About this exercise.
Wherever the string "shingle" turns up in the data, copy the whole line.

#### Source data ####

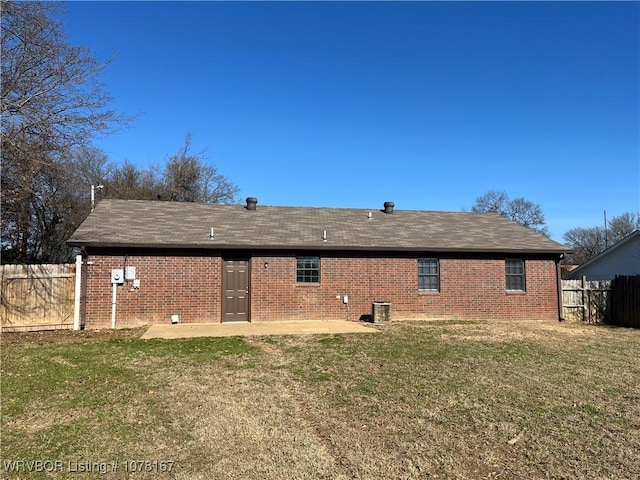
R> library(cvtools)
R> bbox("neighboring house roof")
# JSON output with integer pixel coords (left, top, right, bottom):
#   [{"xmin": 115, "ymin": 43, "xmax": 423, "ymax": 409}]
[
  {"xmin": 567, "ymin": 230, "xmax": 640, "ymax": 280},
  {"xmin": 68, "ymin": 199, "xmax": 569, "ymax": 254}
]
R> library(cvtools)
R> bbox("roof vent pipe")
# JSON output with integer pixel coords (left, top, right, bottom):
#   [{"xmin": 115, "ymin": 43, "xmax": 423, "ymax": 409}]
[
  {"xmin": 246, "ymin": 197, "xmax": 258, "ymax": 211},
  {"xmin": 383, "ymin": 201, "xmax": 394, "ymax": 214}
]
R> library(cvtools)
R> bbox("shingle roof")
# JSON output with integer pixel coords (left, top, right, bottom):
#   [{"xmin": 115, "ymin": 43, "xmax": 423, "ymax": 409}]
[{"xmin": 68, "ymin": 199, "xmax": 569, "ymax": 254}]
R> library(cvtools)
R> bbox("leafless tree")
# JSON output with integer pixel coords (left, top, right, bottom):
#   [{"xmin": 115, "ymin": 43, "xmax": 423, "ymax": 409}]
[
  {"xmin": 562, "ymin": 227, "xmax": 607, "ymax": 265},
  {"xmin": 1, "ymin": 2, "xmax": 238, "ymax": 263},
  {"xmin": 1, "ymin": 1, "xmax": 128, "ymax": 263},
  {"xmin": 470, "ymin": 190, "xmax": 549, "ymax": 236},
  {"xmin": 470, "ymin": 190, "xmax": 509, "ymax": 215},
  {"xmin": 563, "ymin": 212, "xmax": 640, "ymax": 265},
  {"xmin": 607, "ymin": 212, "xmax": 639, "ymax": 243},
  {"xmin": 1, "ymin": 1, "xmax": 124, "ymax": 149},
  {"xmin": 90, "ymin": 134, "xmax": 239, "ymax": 203},
  {"xmin": 162, "ymin": 133, "xmax": 239, "ymax": 203},
  {"xmin": 68, "ymin": 145, "xmax": 113, "ymax": 188},
  {"xmin": 104, "ymin": 161, "xmax": 163, "ymax": 201}
]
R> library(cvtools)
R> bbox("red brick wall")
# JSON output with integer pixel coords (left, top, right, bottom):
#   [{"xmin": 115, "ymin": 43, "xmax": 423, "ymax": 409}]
[
  {"xmin": 250, "ymin": 255, "xmax": 559, "ymax": 322},
  {"xmin": 83, "ymin": 249, "xmax": 559, "ymax": 328},
  {"xmin": 84, "ymin": 249, "xmax": 222, "ymax": 329}
]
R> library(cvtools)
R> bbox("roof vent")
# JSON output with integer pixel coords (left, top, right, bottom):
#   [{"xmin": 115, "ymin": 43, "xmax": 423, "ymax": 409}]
[
  {"xmin": 383, "ymin": 201, "xmax": 394, "ymax": 214},
  {"xmin": 245, "ymin": 197, "xmax": 258, "ymax": 211}
]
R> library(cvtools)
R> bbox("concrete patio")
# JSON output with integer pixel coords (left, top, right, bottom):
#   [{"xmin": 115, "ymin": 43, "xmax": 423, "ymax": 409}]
[{"xmin": 140, "ymin": 320, "xmax": 381, "ymax": 339}]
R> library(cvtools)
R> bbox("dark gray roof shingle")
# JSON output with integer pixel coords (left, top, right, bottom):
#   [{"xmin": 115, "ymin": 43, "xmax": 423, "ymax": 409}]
[{"xmin": 68, "ymin": 199, "xmax": 568, "ymax": 253}]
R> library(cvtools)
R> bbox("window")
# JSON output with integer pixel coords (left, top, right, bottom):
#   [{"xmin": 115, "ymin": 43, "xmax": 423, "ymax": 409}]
[
  {"xmin": 418, "ymin": 258, "xmax": 440, "ymax": 291},
  {"xmin": 296, "ymin": 256, "xmax": 320, "ymax": 283},
  {"xmin": 506, "ymin": 259, "xmax": 526, "ymax": 291}
]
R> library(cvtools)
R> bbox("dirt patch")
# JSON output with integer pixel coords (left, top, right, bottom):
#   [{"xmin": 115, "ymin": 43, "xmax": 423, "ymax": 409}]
[{"xmin": 7, "ymin": 403, "xmax": 94, "ymax": 434}]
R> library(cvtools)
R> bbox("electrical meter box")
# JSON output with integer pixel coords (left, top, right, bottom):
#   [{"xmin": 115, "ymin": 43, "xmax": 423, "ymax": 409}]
[
  {"xmin": 111, "ymin": 269, "xmax": 124, "ymax": 284},
  {"xmin": 125, "ymin": 266, "xmax": 136, "ymax": 281}
]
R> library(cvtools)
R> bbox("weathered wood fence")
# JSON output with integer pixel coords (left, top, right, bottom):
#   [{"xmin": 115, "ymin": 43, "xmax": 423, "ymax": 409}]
[
  {"xmin": 1, "ymin": 264, "xmax": 76, "ymax": 332},
  {"xmin": 562, "ymin": 277, "xmax": 612, "ymax": 323},
  {"xmin": 562, "ymin": 275, "xmax": 640, "ymax": 326}
]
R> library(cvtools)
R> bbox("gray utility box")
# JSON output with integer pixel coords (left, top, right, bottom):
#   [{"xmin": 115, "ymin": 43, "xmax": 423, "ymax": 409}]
[{"xmin": 372, "ymin": 302, "xmax": 391, "ymax": 324}]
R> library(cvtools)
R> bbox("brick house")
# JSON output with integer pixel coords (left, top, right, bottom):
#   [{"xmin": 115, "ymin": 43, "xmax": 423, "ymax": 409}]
[{"xmin": 68, "ymin": 198, "xmax": 569, "ymax": 329}]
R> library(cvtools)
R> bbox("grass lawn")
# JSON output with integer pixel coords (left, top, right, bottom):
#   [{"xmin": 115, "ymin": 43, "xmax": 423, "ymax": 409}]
[{"xmin": 1, "ymin": 320, "xmax": 639, "ymax": 479}]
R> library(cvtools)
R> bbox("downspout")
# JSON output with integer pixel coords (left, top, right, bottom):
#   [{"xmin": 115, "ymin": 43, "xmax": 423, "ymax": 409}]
[
  {"xmin": 556, "ymin": 255, "xmax": 565, "ymax": 322},
  {"xmin": 80, "ymin": 247, "xmax": 88, "ymax": 329}
]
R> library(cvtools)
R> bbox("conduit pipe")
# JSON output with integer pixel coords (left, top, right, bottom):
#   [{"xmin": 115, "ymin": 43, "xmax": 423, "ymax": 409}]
[
  {"xmin": 80, "ymin": 248, "xmax": 88, "ymax": 329},
  {"xmin": 556, "ymin": 255, "xmax": 565, "ymax": 322},
  {"xmin": 111, "ymin": 283, "xmax": 118, "ymax": 328},
  {"xmin": 73, "ymin": 254, "xmax": 82, "ymax": 330}
]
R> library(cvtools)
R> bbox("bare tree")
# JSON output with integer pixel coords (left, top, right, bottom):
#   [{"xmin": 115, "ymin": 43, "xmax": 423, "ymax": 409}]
[
  {"xmin": 470, "ymin": 190, "xmax": 510, "ymax": 215},
  {"xmin": 562, "ymin": 227, "xmax": 607, "ymax": 265},
  {"xmin": 607, "ymin": 212, "xmax": 639, "ymax": 243},
  {"xmin": 1, "ymin": 1, "xmax": 124, "ymax": 150},
  {"xmin": 162, "ymin": 133, "xmax": 239, "ymax": 203},
  {"xmin": 470, "ymin": 190, "xmax": 549, "ymax": 236},
  {"xmin": 0, "ymin": 142, "xmax": 97, "ymax": 263},
  {"xmin": 68, "ymin": 145, "xmax": 113, "ymax": 188},
  {"xmin": 85, "ymin": 134, "xmax": 239, "ymax": 204},
  {"xmin": 105, "ymin": 161, "xmax": 163, "ymax": 201},
  {"xmin": 0, "ymin": 3, "xmax": 236, "ymax": 263},
  {"xmin": 1, "ymin": 1, "xmax": 128, "ymax": 263},
  {"xmin": 563, "ymin": 212, "xmax": 640, "ymax": 265}
]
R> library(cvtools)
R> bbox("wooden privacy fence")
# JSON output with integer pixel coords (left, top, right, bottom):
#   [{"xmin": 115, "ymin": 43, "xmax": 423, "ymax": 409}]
[
  {"xmin": 1, "ymin": 264, "xmax": 75, "ymax": 332},
  {"xmin": 562, "ymin": 277, "xmax": 611, "ymax": 324}
]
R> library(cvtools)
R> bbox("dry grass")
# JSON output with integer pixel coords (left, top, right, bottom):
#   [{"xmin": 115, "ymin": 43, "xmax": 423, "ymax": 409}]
[{"xmin": 2, "ymin": 320, "xmax": 639, "ymax": 479}]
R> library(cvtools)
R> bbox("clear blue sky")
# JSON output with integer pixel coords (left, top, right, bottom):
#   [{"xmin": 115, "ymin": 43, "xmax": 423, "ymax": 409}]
[{"xmin": 61, "ymin": 1, "xmax": 639, "ymax": 242}]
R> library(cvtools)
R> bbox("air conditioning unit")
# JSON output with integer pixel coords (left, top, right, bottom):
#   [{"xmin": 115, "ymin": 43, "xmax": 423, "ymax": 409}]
[{"xmin": 372, "ymin": 302, "xmax": 391, "ymax": 324}]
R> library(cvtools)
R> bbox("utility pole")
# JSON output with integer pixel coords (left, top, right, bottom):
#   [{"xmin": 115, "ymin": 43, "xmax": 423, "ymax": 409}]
[{"xmin": 604, "ymin": 210, "xmax": 608, "ymax": 249}]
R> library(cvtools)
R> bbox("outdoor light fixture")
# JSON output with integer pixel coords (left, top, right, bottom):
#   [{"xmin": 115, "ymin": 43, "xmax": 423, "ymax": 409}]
[{"xmin": 264, "ymin": 261, "xmax": 269, "ymax": 268}]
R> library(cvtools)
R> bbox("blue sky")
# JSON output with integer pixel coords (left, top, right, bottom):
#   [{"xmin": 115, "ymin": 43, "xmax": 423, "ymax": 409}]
[{"xmin": 61, "ymin": 1, "xmax": 639, "ymax": 242}]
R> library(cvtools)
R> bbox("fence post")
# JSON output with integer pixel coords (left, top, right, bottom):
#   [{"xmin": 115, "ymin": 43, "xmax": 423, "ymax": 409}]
[{"xmin": 73, "ymin": 255, "xmax": 82, "ymax": 330}]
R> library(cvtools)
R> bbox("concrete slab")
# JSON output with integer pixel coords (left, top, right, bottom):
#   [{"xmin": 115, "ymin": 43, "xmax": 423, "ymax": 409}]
[{"xmin": 140, "ymin": 320, "xmax": 381, "ymax": 339}]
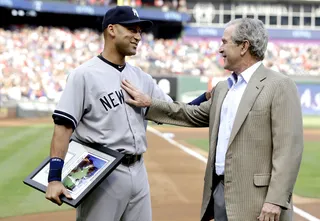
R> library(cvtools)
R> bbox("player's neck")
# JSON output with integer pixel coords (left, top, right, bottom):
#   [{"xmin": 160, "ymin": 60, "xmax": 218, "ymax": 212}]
[{"xmin": 101, "ymin": 50, "xmax": 125, "ymax": 66}]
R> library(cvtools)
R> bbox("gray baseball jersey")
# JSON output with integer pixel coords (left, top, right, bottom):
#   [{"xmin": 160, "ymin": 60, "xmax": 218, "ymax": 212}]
[
  {"xmin": 53, "ymin": 55, "xmax": 172, "ymax": 221},
  {"xmin": 53, "ymin": 55, "xmax": 172, "ymax": 155}
]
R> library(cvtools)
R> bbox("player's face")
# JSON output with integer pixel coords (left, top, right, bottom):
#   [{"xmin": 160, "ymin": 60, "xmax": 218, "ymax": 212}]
[
  {"xmin": 114, "ymin": 24, "xmax": 142, "ymax": 56},
  {"xmin": 218, "ymin": 25, "xmax": 242, "ymax": 72}
]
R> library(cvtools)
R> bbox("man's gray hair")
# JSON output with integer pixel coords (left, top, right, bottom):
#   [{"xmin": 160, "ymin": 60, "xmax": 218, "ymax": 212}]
[{"xmin": 226, "ymin": 18, "xmax": 268, "ymax": 60}]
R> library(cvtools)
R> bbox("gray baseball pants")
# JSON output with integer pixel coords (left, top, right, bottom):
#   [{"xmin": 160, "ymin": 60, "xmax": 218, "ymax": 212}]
[{"xmin": 76, "ymin": 158, "xmax": 151, "ymax": 221}]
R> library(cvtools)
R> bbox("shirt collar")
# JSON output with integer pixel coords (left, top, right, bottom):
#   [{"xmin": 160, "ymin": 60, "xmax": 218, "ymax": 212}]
[
  {"xmin": 227, "ymin": 73, "xmax": 238, "ymax": 88},
  {"xmin": 227, "ymin": 61, "xmax": 262, "ymax": 88}
]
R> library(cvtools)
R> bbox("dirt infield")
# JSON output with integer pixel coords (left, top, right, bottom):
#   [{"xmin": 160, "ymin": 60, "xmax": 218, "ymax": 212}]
[
  {"xmin": 152, "ymin": 126, "xmax": 320, "ymax": 220},
  {"xmin": 1, "ymin": 119, "xmax": 319, "ymax": 221}
]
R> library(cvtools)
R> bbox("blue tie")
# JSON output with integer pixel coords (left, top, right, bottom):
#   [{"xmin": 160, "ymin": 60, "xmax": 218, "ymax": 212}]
[{"xmin": 232, "ymin": 72, "xmax": 238, "ymax": 83}]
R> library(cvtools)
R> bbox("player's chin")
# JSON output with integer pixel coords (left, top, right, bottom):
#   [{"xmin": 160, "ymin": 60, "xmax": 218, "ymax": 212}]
[{"xmin": 126, "ymin": 50, "xmax": 137, "ymax": 56}]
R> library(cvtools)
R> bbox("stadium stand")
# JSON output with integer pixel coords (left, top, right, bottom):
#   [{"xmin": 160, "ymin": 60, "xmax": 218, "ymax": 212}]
[
  {"xmin": 0, "ymin": 0, "xmax": 320, "ymax": 103},
  {"xmin": 0, "ymin": 25, "xmax": 319, "ymax": 102}
]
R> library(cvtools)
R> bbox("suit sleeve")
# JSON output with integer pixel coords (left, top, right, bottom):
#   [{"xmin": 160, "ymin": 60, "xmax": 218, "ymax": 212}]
[
  {"xmin": 265, "ymin": 77, "xmax": 304, "ymax": 209},
  {"xmin": 145, "ymin": 98, "xmax": 211, "ymax": 127}
]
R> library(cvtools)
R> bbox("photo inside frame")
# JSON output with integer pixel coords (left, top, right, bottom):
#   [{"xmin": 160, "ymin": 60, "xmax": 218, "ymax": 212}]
[
  {"xmin": 27, "ymin": 141, "xmax": 120, "ymax": 205},
  {"xmin": 62, "ymin": 153, "xmax": 109, "ymax": 199}
]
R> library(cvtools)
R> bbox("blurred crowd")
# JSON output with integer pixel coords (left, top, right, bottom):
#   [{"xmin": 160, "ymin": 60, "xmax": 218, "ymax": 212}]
[{"xmin": 0, "ymin": 26, "xmax": 319, "ymax": 102}]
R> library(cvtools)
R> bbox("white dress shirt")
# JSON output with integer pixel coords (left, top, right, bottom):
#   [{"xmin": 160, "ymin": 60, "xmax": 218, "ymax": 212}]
[{"xmin": 215, "ymin": 61, "xmax": 262, "ymax": 175}]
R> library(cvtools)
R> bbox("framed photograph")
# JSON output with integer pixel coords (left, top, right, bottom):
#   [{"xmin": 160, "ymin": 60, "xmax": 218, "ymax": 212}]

####

Finished exercise.
R> bbox("shingle roof")
R> bbox("dark gray roof shingle")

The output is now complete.